*INSTRUCTIONS TO FOLLOW*
Take the items from the line containing "[point] at the front wheel" through the line containing "(1262, 492)", and swap "lawn" for "field". Rewrite only those lines and leave everything else in them unchanged.

Coordinate annotation items
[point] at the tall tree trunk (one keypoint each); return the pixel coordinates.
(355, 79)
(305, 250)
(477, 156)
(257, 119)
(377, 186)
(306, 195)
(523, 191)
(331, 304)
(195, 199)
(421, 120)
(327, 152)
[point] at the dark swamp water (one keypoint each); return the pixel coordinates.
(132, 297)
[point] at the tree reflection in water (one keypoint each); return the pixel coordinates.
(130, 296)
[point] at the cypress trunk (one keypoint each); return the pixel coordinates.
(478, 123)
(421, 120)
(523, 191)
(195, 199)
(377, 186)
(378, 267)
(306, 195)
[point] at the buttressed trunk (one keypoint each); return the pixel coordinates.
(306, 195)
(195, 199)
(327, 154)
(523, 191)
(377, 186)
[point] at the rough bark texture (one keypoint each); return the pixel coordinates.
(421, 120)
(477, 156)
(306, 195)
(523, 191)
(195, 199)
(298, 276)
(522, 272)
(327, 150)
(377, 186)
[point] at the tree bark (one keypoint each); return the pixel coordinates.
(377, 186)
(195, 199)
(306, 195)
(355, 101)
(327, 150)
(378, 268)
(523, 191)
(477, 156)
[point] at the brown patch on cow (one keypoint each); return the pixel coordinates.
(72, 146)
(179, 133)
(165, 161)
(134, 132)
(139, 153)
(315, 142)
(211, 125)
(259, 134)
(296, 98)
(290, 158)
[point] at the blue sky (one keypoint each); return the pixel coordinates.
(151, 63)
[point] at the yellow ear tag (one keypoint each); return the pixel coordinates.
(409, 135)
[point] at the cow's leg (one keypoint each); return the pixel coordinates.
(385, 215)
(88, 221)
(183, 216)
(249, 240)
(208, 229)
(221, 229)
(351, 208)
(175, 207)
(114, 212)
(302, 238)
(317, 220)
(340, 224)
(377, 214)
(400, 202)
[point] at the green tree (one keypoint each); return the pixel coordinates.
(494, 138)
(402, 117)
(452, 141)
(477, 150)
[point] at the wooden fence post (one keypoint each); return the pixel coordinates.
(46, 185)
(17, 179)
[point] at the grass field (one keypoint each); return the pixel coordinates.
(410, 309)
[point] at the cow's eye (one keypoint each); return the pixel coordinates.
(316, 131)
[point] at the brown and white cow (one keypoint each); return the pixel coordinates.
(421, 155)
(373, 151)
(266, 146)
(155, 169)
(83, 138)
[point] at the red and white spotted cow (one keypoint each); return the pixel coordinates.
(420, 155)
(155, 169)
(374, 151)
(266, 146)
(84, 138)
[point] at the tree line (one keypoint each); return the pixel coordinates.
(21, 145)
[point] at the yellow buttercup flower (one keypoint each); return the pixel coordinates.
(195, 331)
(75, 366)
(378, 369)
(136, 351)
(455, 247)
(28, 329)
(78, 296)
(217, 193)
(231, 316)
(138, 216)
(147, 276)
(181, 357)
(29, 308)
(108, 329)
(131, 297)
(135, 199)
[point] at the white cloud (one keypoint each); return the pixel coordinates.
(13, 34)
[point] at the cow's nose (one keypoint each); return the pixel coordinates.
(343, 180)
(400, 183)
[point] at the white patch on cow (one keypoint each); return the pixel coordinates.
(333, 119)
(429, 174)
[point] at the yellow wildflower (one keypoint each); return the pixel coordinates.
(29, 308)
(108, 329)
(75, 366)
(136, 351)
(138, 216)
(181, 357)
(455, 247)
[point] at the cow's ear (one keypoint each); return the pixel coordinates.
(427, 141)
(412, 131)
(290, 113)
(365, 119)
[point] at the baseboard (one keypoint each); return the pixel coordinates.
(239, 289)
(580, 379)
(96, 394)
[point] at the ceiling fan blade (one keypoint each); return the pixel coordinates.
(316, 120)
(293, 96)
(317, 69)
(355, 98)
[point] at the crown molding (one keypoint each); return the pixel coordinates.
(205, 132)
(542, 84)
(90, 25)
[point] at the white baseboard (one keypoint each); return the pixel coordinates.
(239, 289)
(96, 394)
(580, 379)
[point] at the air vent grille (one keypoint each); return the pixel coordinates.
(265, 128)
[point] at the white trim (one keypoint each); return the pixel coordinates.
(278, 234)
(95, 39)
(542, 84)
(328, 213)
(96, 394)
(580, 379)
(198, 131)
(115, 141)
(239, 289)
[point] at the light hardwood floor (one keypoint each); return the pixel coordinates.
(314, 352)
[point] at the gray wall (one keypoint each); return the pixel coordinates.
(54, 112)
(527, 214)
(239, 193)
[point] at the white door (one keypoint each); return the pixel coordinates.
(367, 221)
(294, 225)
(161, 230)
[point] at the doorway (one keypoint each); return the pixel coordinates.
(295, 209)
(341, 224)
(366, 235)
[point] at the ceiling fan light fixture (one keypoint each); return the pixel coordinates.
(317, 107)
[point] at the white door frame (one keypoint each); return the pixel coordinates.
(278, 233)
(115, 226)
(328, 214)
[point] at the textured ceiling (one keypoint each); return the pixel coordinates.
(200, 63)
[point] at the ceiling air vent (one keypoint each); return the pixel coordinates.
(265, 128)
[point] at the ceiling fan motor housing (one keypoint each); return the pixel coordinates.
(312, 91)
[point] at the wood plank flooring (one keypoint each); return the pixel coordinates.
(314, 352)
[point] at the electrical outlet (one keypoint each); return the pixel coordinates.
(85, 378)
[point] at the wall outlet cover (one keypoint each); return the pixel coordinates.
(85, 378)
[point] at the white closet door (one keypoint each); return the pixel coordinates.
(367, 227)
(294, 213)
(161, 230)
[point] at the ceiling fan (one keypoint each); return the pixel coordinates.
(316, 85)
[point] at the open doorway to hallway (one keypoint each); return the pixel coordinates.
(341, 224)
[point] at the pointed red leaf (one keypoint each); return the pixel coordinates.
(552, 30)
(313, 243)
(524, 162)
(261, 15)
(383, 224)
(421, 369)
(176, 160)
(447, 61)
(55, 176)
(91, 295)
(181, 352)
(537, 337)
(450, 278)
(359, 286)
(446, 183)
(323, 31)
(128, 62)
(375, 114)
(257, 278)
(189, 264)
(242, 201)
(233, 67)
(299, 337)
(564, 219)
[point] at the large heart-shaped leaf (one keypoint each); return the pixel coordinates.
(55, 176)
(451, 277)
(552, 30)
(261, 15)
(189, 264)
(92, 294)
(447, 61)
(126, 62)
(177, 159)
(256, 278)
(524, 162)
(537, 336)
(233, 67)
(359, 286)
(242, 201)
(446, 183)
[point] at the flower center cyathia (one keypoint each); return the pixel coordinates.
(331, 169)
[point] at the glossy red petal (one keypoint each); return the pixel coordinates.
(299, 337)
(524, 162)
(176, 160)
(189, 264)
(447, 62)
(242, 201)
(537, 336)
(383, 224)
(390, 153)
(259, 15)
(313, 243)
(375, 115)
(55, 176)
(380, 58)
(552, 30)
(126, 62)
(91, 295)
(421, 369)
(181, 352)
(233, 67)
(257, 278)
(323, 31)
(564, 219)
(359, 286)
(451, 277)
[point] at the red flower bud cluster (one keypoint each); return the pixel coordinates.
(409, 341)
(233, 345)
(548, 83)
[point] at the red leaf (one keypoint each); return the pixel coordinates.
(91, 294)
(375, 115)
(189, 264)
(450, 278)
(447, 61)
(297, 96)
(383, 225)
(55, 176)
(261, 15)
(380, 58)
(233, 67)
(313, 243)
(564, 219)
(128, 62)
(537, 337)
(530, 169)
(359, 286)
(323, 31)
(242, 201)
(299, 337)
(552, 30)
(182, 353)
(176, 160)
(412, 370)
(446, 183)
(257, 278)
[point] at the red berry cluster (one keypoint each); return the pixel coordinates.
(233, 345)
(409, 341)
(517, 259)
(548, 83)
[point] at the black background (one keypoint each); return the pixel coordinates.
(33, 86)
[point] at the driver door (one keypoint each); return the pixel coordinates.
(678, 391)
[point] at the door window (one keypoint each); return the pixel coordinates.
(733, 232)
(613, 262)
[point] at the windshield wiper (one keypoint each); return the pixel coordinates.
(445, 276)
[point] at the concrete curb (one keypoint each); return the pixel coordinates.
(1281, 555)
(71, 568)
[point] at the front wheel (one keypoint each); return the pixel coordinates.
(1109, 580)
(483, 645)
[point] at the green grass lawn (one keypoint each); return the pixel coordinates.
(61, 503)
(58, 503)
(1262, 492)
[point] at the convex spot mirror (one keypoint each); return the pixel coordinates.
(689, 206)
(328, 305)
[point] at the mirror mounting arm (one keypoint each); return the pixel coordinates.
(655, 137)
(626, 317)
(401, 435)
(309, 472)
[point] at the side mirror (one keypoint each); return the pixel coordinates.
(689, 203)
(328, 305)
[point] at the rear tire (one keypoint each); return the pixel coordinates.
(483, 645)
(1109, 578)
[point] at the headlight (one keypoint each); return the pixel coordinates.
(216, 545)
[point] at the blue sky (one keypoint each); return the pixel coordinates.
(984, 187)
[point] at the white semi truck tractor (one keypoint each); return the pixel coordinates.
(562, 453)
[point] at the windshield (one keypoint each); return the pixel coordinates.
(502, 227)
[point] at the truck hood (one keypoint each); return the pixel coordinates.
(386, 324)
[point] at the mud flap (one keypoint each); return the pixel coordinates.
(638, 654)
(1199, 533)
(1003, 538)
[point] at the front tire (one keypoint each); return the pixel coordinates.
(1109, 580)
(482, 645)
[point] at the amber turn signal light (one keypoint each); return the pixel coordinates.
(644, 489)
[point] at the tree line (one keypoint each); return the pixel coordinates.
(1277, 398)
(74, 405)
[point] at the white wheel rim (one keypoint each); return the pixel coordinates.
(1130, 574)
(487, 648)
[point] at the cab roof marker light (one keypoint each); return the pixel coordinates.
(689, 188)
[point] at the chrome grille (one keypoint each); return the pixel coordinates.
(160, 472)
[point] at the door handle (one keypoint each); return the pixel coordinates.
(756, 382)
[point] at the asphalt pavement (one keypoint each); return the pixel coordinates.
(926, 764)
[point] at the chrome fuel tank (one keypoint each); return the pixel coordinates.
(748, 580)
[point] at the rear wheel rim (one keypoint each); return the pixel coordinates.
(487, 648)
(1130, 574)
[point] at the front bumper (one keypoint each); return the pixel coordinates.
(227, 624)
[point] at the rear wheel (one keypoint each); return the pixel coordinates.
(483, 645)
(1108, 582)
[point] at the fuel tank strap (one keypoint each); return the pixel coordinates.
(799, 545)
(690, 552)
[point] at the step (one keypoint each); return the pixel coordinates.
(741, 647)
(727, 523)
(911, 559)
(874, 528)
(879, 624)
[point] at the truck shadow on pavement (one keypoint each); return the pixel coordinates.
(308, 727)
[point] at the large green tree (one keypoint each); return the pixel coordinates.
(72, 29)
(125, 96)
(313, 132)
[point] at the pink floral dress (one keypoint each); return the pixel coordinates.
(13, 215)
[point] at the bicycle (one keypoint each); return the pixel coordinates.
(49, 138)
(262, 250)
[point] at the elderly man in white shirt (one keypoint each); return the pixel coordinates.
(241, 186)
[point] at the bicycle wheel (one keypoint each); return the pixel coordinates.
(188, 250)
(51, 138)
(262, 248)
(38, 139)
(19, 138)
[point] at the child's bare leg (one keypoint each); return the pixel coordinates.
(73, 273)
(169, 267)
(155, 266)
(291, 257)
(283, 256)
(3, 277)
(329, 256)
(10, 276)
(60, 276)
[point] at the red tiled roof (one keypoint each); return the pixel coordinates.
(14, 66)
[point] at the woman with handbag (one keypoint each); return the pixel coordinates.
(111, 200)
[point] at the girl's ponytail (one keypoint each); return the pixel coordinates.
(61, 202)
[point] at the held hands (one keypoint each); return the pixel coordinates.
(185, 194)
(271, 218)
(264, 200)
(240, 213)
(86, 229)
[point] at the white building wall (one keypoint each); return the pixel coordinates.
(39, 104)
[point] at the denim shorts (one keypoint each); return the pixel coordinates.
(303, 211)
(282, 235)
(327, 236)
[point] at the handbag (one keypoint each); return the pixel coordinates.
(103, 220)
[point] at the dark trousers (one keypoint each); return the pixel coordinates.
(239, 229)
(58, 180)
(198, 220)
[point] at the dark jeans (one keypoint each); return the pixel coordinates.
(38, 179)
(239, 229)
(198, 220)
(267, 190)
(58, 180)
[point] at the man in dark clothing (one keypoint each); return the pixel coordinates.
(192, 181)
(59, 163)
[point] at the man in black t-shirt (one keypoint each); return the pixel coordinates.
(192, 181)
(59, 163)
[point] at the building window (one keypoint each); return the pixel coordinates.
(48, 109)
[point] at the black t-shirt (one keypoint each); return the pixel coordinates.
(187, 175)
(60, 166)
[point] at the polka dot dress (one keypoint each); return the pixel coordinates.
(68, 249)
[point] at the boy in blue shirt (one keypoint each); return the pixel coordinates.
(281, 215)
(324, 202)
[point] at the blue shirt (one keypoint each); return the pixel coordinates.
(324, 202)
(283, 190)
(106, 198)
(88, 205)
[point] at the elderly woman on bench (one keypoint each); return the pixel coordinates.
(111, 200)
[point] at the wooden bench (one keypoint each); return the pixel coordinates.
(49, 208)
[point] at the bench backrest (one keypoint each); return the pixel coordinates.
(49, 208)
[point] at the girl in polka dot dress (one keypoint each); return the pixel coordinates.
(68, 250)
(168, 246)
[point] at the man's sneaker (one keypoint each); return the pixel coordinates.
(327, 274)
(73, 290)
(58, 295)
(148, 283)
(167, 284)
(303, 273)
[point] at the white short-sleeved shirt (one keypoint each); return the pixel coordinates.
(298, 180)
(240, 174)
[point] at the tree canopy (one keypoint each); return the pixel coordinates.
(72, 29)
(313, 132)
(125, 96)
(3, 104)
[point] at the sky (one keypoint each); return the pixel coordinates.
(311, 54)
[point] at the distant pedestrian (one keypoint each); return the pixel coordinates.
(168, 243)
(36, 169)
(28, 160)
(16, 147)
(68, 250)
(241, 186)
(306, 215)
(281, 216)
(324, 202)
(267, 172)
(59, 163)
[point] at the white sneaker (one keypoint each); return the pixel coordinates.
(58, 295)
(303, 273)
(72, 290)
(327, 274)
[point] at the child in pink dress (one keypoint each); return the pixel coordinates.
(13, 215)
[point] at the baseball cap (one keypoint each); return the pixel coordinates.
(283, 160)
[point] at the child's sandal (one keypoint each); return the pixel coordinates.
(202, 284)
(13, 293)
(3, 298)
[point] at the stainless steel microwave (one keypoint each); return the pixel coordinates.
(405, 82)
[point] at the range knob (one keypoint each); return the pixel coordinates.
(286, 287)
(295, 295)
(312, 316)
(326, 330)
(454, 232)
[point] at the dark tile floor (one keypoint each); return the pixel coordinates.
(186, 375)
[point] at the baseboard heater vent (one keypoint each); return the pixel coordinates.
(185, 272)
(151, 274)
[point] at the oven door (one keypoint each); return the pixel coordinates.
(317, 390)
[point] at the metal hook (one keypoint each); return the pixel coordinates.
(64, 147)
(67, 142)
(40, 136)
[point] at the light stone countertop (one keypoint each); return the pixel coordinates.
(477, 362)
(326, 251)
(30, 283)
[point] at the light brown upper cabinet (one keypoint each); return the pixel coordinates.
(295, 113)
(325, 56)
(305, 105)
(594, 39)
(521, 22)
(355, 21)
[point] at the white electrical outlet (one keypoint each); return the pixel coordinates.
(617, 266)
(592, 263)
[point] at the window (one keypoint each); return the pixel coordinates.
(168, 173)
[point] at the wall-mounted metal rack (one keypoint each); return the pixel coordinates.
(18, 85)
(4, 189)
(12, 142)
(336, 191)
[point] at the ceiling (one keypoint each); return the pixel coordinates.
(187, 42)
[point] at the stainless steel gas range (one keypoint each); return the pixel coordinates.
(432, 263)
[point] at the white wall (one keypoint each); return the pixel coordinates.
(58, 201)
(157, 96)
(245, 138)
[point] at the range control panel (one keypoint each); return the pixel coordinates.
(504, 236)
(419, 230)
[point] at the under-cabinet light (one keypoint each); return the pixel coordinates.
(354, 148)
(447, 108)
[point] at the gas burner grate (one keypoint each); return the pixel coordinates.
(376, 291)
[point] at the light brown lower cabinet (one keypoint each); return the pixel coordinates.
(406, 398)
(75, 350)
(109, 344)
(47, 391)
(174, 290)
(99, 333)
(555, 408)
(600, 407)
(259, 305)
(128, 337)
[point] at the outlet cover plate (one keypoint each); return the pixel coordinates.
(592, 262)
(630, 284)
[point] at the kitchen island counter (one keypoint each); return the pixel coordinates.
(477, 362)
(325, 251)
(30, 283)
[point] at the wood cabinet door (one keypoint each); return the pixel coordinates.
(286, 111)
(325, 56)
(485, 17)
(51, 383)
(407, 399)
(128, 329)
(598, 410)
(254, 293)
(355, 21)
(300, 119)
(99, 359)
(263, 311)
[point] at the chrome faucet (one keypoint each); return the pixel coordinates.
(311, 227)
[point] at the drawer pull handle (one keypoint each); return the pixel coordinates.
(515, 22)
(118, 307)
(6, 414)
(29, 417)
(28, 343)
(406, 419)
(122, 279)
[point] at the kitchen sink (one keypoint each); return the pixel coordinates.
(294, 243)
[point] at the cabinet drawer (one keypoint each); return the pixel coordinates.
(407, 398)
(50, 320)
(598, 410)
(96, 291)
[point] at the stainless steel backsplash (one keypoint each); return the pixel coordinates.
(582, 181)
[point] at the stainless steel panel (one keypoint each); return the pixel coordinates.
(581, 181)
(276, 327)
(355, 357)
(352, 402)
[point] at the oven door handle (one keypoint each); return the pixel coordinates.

*ANSWER TO THE EXERCISE*
[point] at the front wheel (one keypoint each); return the pixel coordinates.
(1109, 580)
(483, 645)
[point] at the green grass field (one keypoint each); return the pixel coordinates.
(61, 503)
(58, 503)
(1262, 492)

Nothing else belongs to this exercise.